[ovs-dev] [PATCH v10 2/2] dpif-netdev: Refactor cycle counting

Stokes, Ian ian.stokes at intel.com
Mon Jan 15 15:00:51 UTC 2018


> Acked-by: Ilya Maximets <i.maximets at samsung.com>

Thanks to everyone for the work put into this, I've merged this to the DPDK_MERGE branch now.

Thanks
Ian
> 
> On 15.01.2018 14:27, Jan Scheurich wrote:
> > Simplify the historically grown TSC cycle counting in PMD threads.
> > Cycles are currently counted for the following purposes:
> >
> > 1. Measure PMD ustilization
> >
> > PMD utilization is defined as ratio of cycles spent in busy iterations
> > (at least one packet received or sent) over the total number of cycles.
> >
> > This is already done in pmd_perf_start_iteration() and
> > pmd_perf_end_iteration() based on a TSC timestamp saved in current
> > iteration at start_iteration() and the actual TSC at end_iteration().
> > No dependency on intermediate cycle accounting.
> >
> > 2. Measure the processing load per RX queue
> >
> > This comprises cycles spend on polling and processing packets received
> > from the rx queue and the cycles spent on delayed sending of these
> > packets to tx queues (with time-based batching).
> >
> > The previous scheme using cycles_count_start(),
> > cycles_count_intermediate() and cycles-count_end() originally
> > introduced to simplify cycle counting and saving calls to
> rte_get_tsc_cycles() was rather obscuring things.
> >
> > Replace by a nestable cycle_timer with with start and stop functions
> > to embrace a code segment to be timed. The timed code may contain
> > arbitrary nested cycle_timers. The duration of nested timers is
> > excluded from the outer timer.
> >
> > The caller must ensure that each call to cycle_timer_start() is
> > followed by a call to cycle_timer_end(). Failure to do so will lead to
> > assertion failure or a memory leak.
> >
> > The new cycle_timer is used to measure the processing cycles per rx
> queue.
> > This is not yet strictly necessary but will be made use of in a
> > subsequent commit.
> >
> > All cycle count functions and data are relocated to module
> > dpif-netdev-perf.

*Records to use:*

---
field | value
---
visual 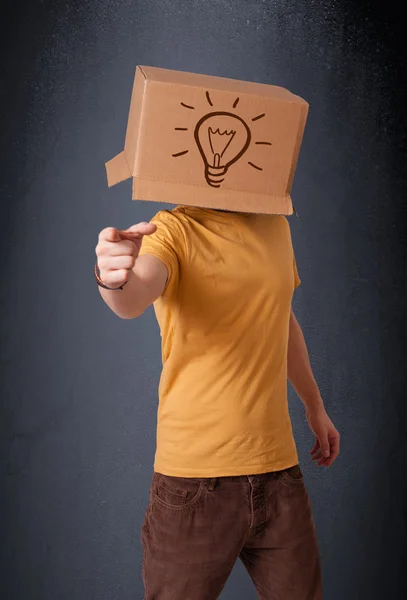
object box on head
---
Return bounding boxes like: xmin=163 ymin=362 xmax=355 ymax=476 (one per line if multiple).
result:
xmin=106 ymin=67 xmax=309 ymax=215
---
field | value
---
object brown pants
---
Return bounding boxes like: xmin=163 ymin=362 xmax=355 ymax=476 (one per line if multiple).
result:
xmin=142 ymin=466 xmax=322 ymax=600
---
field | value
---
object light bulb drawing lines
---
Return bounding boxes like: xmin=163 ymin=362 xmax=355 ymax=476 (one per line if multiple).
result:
xmin=172 ymin=91 xmax=272 ymax=188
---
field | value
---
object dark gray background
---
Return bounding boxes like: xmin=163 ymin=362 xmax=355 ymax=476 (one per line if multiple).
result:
xmin=0 ymin=0 xmax=407 ymax=600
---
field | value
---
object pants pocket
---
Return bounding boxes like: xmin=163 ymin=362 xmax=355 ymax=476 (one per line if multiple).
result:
xmin=152 ymin=473 xmax=205 ymax=510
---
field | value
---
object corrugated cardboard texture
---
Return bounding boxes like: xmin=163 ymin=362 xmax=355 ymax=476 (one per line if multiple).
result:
xmin=106 ymin=67 xmax=308 ymax=214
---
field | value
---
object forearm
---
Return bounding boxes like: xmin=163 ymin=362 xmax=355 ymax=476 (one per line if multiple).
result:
xmin=287 ymin=312 xmax=324 ymax=412
xmin=99 ymin=271 xmax=155 ymax=319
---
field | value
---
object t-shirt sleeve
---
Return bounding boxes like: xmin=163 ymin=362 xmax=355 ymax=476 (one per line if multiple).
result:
xmin=293 ymin=250 xmax=301 ymax=288
xmin=139 ymin=210 xmax=185 ymax=294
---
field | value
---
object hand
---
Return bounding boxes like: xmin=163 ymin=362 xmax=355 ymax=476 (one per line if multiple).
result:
xmin=307 ymin=408 xmax=340 ymax=467
xmin=95 ymin=223 xmax=157 ymax=288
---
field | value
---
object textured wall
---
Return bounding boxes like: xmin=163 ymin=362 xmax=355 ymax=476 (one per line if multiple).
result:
xmin=0 ymin=0 xmax=407 ymax=600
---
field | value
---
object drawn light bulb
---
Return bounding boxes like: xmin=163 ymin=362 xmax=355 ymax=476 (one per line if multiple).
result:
xmin=195 ymin=112 xmax=251 ymax=188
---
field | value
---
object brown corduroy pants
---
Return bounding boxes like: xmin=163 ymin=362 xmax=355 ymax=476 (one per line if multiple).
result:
xmin=142 ymin=466 xmax=322 ymax=600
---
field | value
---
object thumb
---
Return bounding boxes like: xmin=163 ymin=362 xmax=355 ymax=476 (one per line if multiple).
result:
xmin=121 ymin=221 xmax=157 ymax=237
xmin=100 ymin=227 xmax=120 ymax=242
xmin=318 ymin=433 xmax=331 ymax=458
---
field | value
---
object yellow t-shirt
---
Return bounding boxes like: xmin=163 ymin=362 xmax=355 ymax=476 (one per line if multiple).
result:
xmin=140 ymin=206 xmax=300 ymax=477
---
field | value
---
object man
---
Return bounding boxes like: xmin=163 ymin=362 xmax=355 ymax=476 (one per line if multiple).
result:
xmin=95 ymin=206 xmax=339 ymax=600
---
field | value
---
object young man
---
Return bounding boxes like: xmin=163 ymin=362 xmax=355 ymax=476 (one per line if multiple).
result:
xmin=95 ymin=206 xmax=339 ymax=600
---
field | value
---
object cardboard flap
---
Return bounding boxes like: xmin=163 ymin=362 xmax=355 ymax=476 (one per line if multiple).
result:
xmin=106 ymin=152 xmax=133 ymax=187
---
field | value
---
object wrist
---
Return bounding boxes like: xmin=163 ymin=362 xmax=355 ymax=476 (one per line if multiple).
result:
xmin=303 ymin=396 xmax=325 ymax=415
xmin=93 ymin=262 xmax=133 ymax=291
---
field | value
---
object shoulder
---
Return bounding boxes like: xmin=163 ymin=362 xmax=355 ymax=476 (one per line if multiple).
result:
xmin=150 ymin=209 xmax=188 ymax=235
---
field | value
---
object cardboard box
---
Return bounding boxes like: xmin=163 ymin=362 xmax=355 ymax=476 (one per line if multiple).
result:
xmin=106 ymin=67 xmax=308 ymax=215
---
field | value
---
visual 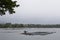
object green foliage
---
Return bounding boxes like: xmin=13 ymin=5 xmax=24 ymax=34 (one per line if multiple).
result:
xmin=0 ymin=0 xmax=19 ymax=15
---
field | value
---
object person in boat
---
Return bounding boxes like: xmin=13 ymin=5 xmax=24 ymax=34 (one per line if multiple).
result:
xmin=24 ymin=31 xmax=32 ymax=35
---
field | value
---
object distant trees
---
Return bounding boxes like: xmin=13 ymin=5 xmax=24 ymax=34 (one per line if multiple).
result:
xmin=0 ymin=23 xmax=60 ymax=28
xmin=0 ymin=0 xmax=19 ymax=15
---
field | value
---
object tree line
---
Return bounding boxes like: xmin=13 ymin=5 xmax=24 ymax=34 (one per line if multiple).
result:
xmin=0 ymin=23 xmax=60 ymax=28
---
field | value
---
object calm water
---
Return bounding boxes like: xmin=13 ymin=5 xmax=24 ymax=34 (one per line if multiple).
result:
xmin=0 ymin=28 xmax=60 ymax=40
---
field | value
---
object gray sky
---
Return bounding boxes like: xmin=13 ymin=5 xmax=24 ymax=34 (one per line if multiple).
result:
xmin=0 ymin=0 xmax=60 ymax=24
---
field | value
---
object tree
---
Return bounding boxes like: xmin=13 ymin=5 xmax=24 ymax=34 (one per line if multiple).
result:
xmin=0 ymin=0 xmax=19 ymax=15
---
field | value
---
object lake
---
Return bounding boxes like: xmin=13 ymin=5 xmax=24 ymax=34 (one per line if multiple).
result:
xmin=0 ymin=28 xmax=60 ymax=40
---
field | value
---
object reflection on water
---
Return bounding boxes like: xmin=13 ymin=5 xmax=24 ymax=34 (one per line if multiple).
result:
xmin=0 ymin=28 xmax=60 ymax=40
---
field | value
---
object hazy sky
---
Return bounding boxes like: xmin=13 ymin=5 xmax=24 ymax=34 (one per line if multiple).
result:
xmin=0 ymin=0 xmax=60 ymax=24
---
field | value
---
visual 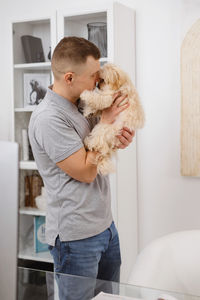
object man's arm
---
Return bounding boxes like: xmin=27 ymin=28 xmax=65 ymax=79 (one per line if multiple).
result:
xmin=56 ymin=93 xmax=129 ymax=183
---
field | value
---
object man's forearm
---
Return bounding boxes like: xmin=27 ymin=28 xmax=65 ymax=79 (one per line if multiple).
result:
xmin=84 ymin=151 xmax=98 ymax=182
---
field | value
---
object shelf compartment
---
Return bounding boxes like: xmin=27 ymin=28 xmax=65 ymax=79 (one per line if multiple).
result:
xmin=13 ymin=19 xmax=51 ymax=64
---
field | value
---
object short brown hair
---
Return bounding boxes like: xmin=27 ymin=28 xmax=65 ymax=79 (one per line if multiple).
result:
xmin=51 ymin=36 xmax=100 ymax=79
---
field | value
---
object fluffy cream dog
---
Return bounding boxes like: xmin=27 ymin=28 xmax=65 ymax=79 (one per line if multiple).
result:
xmin=80 ymin=63 xmax=144 ymax=175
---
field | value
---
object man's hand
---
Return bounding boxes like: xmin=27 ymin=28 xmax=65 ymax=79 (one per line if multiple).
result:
xmin=117 ymin=127 xmax=135 ymax=149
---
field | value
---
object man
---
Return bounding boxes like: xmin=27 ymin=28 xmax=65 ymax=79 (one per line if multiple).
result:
xmin=29 ymin=37 xmax=134 ymax=300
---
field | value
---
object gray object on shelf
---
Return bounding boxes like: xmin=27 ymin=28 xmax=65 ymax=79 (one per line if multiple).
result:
xmin=87 ymin=22 xmax=107 ymax=57
xmin=21 ymin=35 xmax=45 ymax=63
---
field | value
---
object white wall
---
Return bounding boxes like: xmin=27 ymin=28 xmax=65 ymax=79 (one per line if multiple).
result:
xmin=0 ymin=0 xmax=200 ymax=270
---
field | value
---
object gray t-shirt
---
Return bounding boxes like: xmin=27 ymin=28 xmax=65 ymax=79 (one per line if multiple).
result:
xmin=29 ymin=88 xmax=112 ymax=246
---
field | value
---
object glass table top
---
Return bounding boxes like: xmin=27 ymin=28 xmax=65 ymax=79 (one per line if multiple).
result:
xmin=17 ymin=267 xmax=200 ymax=300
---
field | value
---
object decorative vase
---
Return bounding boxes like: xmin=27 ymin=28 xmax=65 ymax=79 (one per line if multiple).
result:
xmin=87 ymin=22 xmax=107 ymax=57
xmin=35 ymin=187 xmax=47 ymax=211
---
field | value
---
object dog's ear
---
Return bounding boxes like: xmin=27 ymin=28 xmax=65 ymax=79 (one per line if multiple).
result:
xmin=103 ymin=63 xmax=127 ymax=90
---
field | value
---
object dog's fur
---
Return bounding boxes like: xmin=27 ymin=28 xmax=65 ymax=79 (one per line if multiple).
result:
xmin=80 ymin=63 xmax=144 ymax=175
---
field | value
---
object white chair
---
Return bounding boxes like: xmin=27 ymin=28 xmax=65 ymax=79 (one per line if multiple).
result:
xmin=0 ymin=141 xmax=19 ymax=300
xmin=129 ymin=230 xmax=200 ymax=299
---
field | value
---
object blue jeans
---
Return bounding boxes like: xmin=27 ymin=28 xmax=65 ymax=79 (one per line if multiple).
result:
xmin=49 ymin=222 xmax=121 ymax=300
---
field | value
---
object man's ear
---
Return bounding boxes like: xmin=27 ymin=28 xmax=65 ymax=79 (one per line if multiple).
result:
xmin=64 ymin=72 xmax=74 ymax=85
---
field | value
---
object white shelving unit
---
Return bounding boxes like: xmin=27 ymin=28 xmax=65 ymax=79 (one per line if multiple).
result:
xmin=18 ymin=246 xmax=53 ymax=263
xmin=10 ymin=1 xmax=137 ymax=282
xmin=12 ymin=12 xmax=57 ymax=263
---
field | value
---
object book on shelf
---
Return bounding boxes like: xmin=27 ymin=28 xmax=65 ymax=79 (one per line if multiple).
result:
xmin=34 ymin=216 xmax=48 ymax=253
xmin=21 ymin=35 xmax=45 ymax=63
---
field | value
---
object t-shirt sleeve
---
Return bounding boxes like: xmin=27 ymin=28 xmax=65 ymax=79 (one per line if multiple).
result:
xmin=35 ymin=115 xmax=84 ymax=163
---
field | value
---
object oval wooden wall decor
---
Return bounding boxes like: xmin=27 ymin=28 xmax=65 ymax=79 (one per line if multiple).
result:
xmin=181 ymin=19 xmax=200 ymax=177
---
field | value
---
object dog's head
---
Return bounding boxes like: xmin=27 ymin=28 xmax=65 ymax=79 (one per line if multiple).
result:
xmin=99 ymin=63 xmax=128 ymax=91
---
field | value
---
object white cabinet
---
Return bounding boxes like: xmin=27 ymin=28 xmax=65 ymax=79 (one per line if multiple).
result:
xmin=12 ymin=13 xmax=56 ymax=262
xmin=13 ymin=2 xmax=137 ymax=282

*Challenges:*
• A. Transcribe the patch message from "[ovs-dev] [PATCH v10" up to and including "DPDK_MERGE branch now.".
• B. Express the rows as a JSON list of strings, one string per line, from the start of the rows up to and including the line with "xmin=106 ymin=67 xmax=309 ymax=215", skipping blank lines. Leave any picture out of the list.

*Responses:*
• A.
[ovs-dev] [PATCH v10 2/2] dpif-netdev: Refactor cycle counting

Stokes, Ian ian.stokes at intel.com
Mon Jan 15 15:00:51 UTC 2018


> Acked-by: Ilya Maximets <i.maximets at samsung.com>

Thanks to everyone for the work put into this, I've merged this to the DPDK_MERGE branch now.

• B.
[
  "---",
  "field | value",
  "---",
  "visual ",
  "object box on head",
  "---",
  "Return bounding boxes like: xmin=163 ymin=362 xmax=355 ymax=476 (one per line if multiple).",
  "result:",
  "xmin=106 ymin=67 xmax=309 ymax=215"
]